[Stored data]
*-*-*

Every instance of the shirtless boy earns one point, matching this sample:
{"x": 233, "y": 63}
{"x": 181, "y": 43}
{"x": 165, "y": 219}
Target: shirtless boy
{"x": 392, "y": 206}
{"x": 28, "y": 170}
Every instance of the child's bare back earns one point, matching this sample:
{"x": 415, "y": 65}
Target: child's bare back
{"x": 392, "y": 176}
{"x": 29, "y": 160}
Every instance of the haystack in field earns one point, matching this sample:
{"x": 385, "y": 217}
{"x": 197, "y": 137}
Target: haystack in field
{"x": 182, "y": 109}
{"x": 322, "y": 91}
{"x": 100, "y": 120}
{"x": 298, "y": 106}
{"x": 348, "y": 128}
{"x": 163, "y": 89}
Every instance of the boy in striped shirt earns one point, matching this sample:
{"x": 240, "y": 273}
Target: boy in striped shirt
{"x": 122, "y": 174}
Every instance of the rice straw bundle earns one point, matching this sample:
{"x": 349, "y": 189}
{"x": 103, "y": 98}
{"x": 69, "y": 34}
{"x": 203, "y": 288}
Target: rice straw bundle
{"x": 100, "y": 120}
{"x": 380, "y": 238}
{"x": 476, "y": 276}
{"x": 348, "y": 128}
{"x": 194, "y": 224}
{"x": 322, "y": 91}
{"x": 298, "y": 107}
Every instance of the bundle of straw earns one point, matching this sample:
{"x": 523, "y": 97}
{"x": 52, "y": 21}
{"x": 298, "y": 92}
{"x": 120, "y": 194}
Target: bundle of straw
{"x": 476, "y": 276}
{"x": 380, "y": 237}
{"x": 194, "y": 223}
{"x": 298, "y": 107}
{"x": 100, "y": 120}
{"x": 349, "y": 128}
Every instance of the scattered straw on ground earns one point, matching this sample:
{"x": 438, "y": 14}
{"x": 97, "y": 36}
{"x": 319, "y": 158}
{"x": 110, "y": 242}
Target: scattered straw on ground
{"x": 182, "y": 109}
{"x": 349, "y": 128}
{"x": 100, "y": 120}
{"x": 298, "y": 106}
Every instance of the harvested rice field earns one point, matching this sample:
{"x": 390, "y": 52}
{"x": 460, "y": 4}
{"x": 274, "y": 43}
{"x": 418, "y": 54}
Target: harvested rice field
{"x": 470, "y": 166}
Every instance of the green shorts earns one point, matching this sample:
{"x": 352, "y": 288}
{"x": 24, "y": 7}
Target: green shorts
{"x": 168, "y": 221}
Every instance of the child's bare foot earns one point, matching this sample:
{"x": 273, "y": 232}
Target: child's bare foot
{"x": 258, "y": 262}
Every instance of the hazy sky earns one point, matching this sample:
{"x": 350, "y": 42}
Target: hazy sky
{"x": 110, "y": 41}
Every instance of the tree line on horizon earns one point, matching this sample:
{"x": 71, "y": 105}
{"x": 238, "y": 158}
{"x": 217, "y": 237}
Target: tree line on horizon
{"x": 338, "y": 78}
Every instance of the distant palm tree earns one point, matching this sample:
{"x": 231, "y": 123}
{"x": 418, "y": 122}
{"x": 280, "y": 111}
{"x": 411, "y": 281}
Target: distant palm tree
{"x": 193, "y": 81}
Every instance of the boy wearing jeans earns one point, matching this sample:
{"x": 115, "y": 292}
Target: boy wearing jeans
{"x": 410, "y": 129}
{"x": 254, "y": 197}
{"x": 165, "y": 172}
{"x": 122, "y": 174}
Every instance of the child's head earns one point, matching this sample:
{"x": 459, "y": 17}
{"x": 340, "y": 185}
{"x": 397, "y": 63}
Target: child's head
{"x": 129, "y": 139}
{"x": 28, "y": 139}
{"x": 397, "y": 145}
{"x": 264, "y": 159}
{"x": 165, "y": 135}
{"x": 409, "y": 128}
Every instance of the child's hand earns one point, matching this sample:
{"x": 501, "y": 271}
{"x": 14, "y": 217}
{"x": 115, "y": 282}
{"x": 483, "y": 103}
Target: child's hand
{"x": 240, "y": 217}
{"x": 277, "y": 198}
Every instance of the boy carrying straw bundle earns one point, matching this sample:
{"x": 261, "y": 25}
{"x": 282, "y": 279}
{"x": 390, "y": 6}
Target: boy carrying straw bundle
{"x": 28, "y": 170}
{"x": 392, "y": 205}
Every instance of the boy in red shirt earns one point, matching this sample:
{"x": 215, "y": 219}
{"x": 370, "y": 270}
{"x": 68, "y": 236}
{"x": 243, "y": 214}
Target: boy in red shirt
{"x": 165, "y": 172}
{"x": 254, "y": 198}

*-*-*

- **Written instruction**
Exactly as shown above, return every record.

- **Final answer**
Every instance of the shirtless boy earns one point, matching this sample:
{"x": 233, "y": 63}
{"x": 181, "y": 43}
{"x": 165, "y": 219}
Target: shirtless boy
{"x": 392, "y": 206}
{"x": 28, "y": 170}
Every instance of the child's bare back earns one point, matching this sample:
{"x": 415, "y": 65}
Target: child's bare back
{"x": 392, "y": 176}
{"x": 29, "y": 160}
Every instance of the haystack in field earns one point, matching this sample:
{"x": 385, "y": 217}
{"x": 197, "y": 137}
Target: haystack in field
{"x": 182, "y": 109}
{"x": 322, "y": 91}
{"x": 100, "y": 120}
{"x": 298, "y": 106}
{"x": 348, "y": 128}
{"x": 163, "y": 89}
Every instance of the boy in striped shirt earns one point, matching this sample:
{"x": 240, "y": 273}
Target: boy in striped shirt
{"x": 122, "y": 174}
Every instance of the rice straw bundle earns one point, matching this sample:
{"x": 349, "y": 189}
{"x": 103, "y": 98}
{"x": 69, "y": 34}
{"x": 203, "y": 288}
Target: rice straw bundle
{"x": 100, "y": 120}
{"x": 380, "y": 238}
{"x": 476, "y": 276}
{"x": 348, "y": 128}
{"x": 194, "y": 224}
{"x": 322, "y": 91}
{"x": 298, "y": 107}
Every instance of the bundle of straw earns one point, matching this sample:
{"x": 523, "y": 97}
{"x": 52, "y": 21}
{"x": 298, "y": 92}
{"x": 120, "y": 194}
Target: bundle of straw
{"x": 476, "y": 276}
{"x": 380, "y": 237}
{"x": 194, "y": 223}
{"x": 298, "y": 107}
{"x": 100, "y": 120}
{"x": 349, "y": 128}
Every instance of the scattered straw on ground earns one point, matching this sample:
{"x": 438, "y": 14}
{"x": 97, "y": 36}
{"x": 319, "y": 158}
{"x": 110, "y": 242}
Target: scattered straw on ground
{"x": 182, "y": 109}
{"x": 349, "y": 128}
{"x": 100, "y": 120}
{"x": 298, "y": 106}
Every instance of the harvested rice field earns one point, matching this sample:
{"x": 390, "y": 52}
{"x": 460, "y": 4}
{"x": 274, "y": 43}
{"x": 418, "y": 54}
Target: harvested rice field
{"x": 470, "y": 166}
Every instance of the green shorts earns one point, matching this sample:
{"x": 352, "y": 288}
{"x": 24, "y": 7}
Target: green shorts
{"x": 168, "y": 221}
Every instance of the child's bare foot earns one point, matching this sample:
{"x": 273, "y": 232}
Target: child's bare foot
{"x": 258, "y": 262}
Every instance of the hazy sky earns one point, matching this sample:
{"x": 350, "y": 42}
Target: hazy sky
{"x": 110, "y": 41}
Every instance of the tree line on horizon earns one point, matching this sample:
{"x": 71, "y": 105}
{"x": 238, "y": 158}
{"x": 217, "y": 237}
Target: tree line on horizon
{"x": 338, "y": 78}
Every instance of the distant palm tree earns one point, matching this sample:
{"x": 231, "y": 123}
{"x": 418, "y": 122}
{"x": 280, "y": 111}
{"x": 411, "y": 281}
Target: distant palm tree
{"x": 193, "y": 81}
Every instance of the boy wearing jeans earns one point, matching this sample:
{"x": 115, "y": 292}
Target: boy wearing jeans
{"x": 410, "y": 129}
{"x": 254, "y": 197}
{"x": 165, "y": 172}
{"x": 122, "y": 174}
Every instance of the child's head earns one point, matching this sample:
{"x": 459, "y": 17}
{"x": 340, "y": 185}
{"x": 397, "y": 63}
Target: child's head
{"x": 129, "y": 139}
{"x": 28, "y": 139}
{"x": 397, "y": 145}
{"x": 264, "y": 159}
{"x": 165, "y": 135}
{"x": 409, "y": 128}
Every instance of the child's hand earns one point, matching this sample:
{"x": 501, "y": 271}
{"x": 14, "y": 217}
{"x": 115, "y": 282}
{"x": 483, "y": 103}
Target: child's hand
{"x": 240, "y": 217}
{"x": 277, "y": 198}
Every instance of the boy carrying straw bundle earns one point, matching this sample:
{"x": 261, "y": 25}
{"x": 282, "y": 279}
{"x": 390, "y": 6}
Target: boy carrying straw bundle
{"x": 28, "y": 170}
{"x": 392, "y": 205}
Every instance of the boy in red shirt earns one point, matching this sample:
{"x": 215, "y": 219}
{"x": 370, "y": 270}
{"x": 68, "y": 236}
{"x": 243, "y": 214}
Target: boy in red shirt
{"x": 165, "y": 172}
{"x": 254, "y": 198}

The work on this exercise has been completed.